=== Written task ===
Pick out each line of the material below that contains the string "target" and copy those lines.

=== Given data ===
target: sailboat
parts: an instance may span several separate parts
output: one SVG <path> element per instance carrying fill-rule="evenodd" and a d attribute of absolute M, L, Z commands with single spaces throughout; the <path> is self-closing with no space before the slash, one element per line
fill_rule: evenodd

...

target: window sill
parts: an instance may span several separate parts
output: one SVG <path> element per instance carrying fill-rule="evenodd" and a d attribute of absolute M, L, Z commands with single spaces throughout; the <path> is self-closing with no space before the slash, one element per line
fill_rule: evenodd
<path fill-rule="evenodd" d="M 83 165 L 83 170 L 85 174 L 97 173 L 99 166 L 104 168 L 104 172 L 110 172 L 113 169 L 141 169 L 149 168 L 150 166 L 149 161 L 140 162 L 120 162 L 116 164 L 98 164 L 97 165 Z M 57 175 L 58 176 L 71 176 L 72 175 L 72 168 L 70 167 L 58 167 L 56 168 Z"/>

* * *

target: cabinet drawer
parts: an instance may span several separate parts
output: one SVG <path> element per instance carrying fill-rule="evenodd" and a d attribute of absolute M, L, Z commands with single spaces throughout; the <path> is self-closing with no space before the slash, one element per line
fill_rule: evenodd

=== Task answer ===
target: sailboat
target: window sill
target: cabinet drawer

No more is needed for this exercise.